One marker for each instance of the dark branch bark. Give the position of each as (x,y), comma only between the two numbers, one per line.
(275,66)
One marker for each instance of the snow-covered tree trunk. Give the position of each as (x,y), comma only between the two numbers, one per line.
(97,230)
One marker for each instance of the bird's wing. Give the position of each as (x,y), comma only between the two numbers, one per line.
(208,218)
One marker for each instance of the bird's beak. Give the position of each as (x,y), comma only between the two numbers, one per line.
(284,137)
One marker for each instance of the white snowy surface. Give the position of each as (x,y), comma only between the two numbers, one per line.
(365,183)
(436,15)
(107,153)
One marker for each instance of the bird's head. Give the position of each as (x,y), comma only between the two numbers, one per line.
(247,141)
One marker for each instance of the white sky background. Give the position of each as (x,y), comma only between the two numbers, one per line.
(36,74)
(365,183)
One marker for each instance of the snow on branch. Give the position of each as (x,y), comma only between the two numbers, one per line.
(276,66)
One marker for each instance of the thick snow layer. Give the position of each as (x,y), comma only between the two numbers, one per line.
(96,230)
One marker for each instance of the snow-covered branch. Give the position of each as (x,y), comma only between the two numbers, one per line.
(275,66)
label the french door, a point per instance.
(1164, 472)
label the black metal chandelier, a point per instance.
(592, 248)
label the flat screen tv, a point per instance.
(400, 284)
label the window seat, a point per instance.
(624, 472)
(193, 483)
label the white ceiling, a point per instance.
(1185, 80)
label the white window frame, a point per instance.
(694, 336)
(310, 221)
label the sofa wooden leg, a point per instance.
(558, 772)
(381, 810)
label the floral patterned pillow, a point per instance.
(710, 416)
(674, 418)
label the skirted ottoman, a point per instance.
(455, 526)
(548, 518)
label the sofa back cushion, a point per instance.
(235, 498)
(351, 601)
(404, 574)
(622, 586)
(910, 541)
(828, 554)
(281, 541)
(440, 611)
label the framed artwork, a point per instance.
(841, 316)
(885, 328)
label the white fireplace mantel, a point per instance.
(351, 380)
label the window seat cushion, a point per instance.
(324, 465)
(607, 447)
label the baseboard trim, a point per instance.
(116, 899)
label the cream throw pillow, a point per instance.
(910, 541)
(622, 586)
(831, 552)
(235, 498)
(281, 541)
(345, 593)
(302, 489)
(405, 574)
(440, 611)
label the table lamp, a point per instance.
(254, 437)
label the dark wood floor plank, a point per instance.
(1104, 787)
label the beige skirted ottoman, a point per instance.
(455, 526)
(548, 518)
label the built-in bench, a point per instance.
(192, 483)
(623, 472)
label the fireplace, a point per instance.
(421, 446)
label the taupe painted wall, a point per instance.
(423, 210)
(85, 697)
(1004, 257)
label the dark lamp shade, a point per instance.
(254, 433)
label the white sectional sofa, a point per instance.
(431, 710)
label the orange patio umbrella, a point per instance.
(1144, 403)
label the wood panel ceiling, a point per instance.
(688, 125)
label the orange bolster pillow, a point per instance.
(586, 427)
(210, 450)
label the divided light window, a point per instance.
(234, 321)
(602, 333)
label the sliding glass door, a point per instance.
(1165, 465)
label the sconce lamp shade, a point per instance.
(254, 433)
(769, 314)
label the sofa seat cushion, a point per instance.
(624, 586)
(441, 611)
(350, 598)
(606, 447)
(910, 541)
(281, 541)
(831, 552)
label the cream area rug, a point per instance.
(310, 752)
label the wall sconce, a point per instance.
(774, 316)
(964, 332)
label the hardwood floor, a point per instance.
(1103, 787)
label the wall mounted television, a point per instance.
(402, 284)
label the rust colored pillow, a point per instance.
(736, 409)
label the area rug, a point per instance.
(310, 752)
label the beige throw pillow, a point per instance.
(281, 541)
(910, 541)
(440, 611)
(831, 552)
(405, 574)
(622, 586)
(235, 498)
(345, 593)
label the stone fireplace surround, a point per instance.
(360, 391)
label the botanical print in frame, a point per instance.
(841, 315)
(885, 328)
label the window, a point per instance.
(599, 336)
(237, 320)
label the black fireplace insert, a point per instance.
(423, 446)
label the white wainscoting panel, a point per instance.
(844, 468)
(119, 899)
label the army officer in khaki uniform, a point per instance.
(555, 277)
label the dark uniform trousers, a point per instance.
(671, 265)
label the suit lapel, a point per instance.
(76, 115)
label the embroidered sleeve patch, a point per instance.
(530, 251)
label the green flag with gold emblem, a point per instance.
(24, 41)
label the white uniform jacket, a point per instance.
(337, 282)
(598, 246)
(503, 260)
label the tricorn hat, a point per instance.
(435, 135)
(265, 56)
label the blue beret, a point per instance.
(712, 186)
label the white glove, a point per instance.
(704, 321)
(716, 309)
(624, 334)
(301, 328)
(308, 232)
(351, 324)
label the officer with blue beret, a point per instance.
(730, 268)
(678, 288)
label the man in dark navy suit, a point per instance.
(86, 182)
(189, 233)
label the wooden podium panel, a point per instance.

Your task:
Your task is to extract all of the records exactly.

Solution:
One marker for each instance of the dark branch bark. Give the position of each as (x,y), comma only between the two numbers, one per line.
(275,66)
One marker for each instance of the snow-covered tree trunk. Give the position of each as (x,y), comma only between the two numbers, one per line.
(97,230)
One marker for each instance of the bird's wing. Give the position of each as (x,y), comma only between the two numbers, one per line.
(208,218)
One marker for each instance of the bird's beak. Give the position of each as (x,y), comma only between the two numbers, one per line.
(284,137)
One marker for each instance of the white snowy surface. Give the position of each as (x,y), comma only between the two numbers, one per line.
(365,183)
(436,15)
(107,153)
One marker for each instance of the bird's head. Give the position of each as (x,y), comma only between the two numbers, one per line.
(247,141)
One marker for each instance of the white sky background. Give the position of each as (x,y), comma only between the two numbers, one per line.
(36,74)
(365,183)
One marker for each instance of the snow on branch. Give the position of each as (x,y), comma only between the two numbers, one per line.
(276,66)
One marker for each instance of the thick snow layer. Give the position of each as (x,y), comma only between the two numbers, one per line.
(96,230)
One marker for each instance of the snow-covered branch. Give the position of each as (x,y), comma only between the two numbers, one per line.
(275,66)
label the french door, a point per instance.
(1164, 472)
label the black metal chandelier, a point per instance.
(592, 248)
label the flat screen tv, a point per instance.
(400, 284)
label the window seat, a point per instance.
(624, 472)
(193, 483)
label the white ceiling, a point per instance.
(1185, 80)
label the white window frame, a point per instance.
(694, 336)
(310, 221)
label the sofa wooden leg, a point per instance.
(558, 772)
(381, 810)
label the floral patterned pillow, a point per instance.
(710, 416)
(674, 418)
label the skirted ottoman, a point per instance.
(455, 526)
(548, 518)
label the sofa back cushion, a point per instance.
(235, 498)
(351, 601)
(404, 574)
(622, 586)
(910, 541)
(828, 554)
(281, 541)
(440, 611)
label the framed artwork, a point per instance.
(841, 316)
(885, 328)
label the white fireplace mantel, a point per instance.
(351, 380)
label the window seat cushion, a point per instance.
(324, 465)
(607, 447)
label the baseboard trim, a point per instance.
(116, 899)
label the cream throw pillow, a point per instance.
(910, 541)
(622, 586)
(831, 552)
(235, 498)
(281, 541)
(345, 593)
(302, 489)
(405, 574)
(440, 611)
label the table lamp, a point per instance.
(254, 437)
label the dark wood floor plank, a point per instance.
(1104, 787)
label the beige skirted ottoman, a point per instance.
(455, 526)
(548, 518)
label the built-in bench, a point per instance.
(192, 483)
(623, 472)
label the fireplace, a point per instance.
(421, 446)
label the taupe painted wall, a point per instance.
(423, 210)
(85, 697)
(1004, 257)
label the dark lamp shade, a point per instance.
(254, 433)
label the white sectional sofa, a point per instance.
(431, 710)
label the orange patio umbrella, a point per instance.
(1144, 403)
label the wood panel ceiling, a point per instance.
(688, 125)
label the orange bolster pillow, a point per instance.
(586, 427)
(210, 450)
label the divided light window, a point per instance.
(234, 321)
(602, 333)
label the sliding glass door, a point per instance.
(1165, 465)
label the sconce lamp shade, a point per instance.
(254, 433)
(769, 314)
label the sofa seat cushion, a point per instance.
(624, 586)
(441, 611)
(350, 598)
(606, 447)
(910, 541)
(281, 541)
(831, 552)
label the cream area rug, a point per instance.
(310, 752)
label the wall sconce, a point per instance.
(774, 316)
(964, 332)
label the hardwood floor, a point per instance.
(1103, 787)
label the wall mounted television, a point per instance.
(402, 284)
label the rust colored pillow, a point per instance.
(736, 409)
label the area rug, a point per instance.
(310, 752)
label the beige throw pillow, a point per instance.
(281, 541)
(910, 541)
(440, 611)
(831, 552)
(405, 574)
(622, 586)
(235, 498)
(345, 593)
label the stone fireplace surround, a point per instance.
(360, 391)
label the botanical print in frame, a point per instance.
(841, 315)
(885, 328)
label the window, a point per instance.
(599, 336)
(237, 320)
label the black fireplace insert, a point per instance.
(423, 446)
label the white wainscoting panel, a point per instance.
(844, 468)
(119, 899)
label the army officer in khaki uniform, a point per instance.
(555, 277)
label the dark uniform trousers, a point per instance.
(671, 265)
label the suit lapel, a point per instance.
(76, 115)
label the embroidered sleeve patch, a point per instance.
(530, 251)
label the green flag with gold emblem, a point per instance.
(24, 41)
label the white uniform jacket, a point per instance.
(337, 282)
(598, 246)
(503, 260)
label the tricorn hat, a point per instance.
(435, 135)
(265, 56)
label the blue beret, a point per instance.
(712, 186)
label the white glove, a point per instance.
(704, 321)
(716, 309)
(624, 334)
(301, 328)
(308, 232)
(351, 324)
label the officer with blue beret, a point per instance.
(730, 268)
(678, 288)
label the man in dark navy suit, a point per instance.
(86, 182)
(189, 233)
label the wooden podium panel, a point per instance.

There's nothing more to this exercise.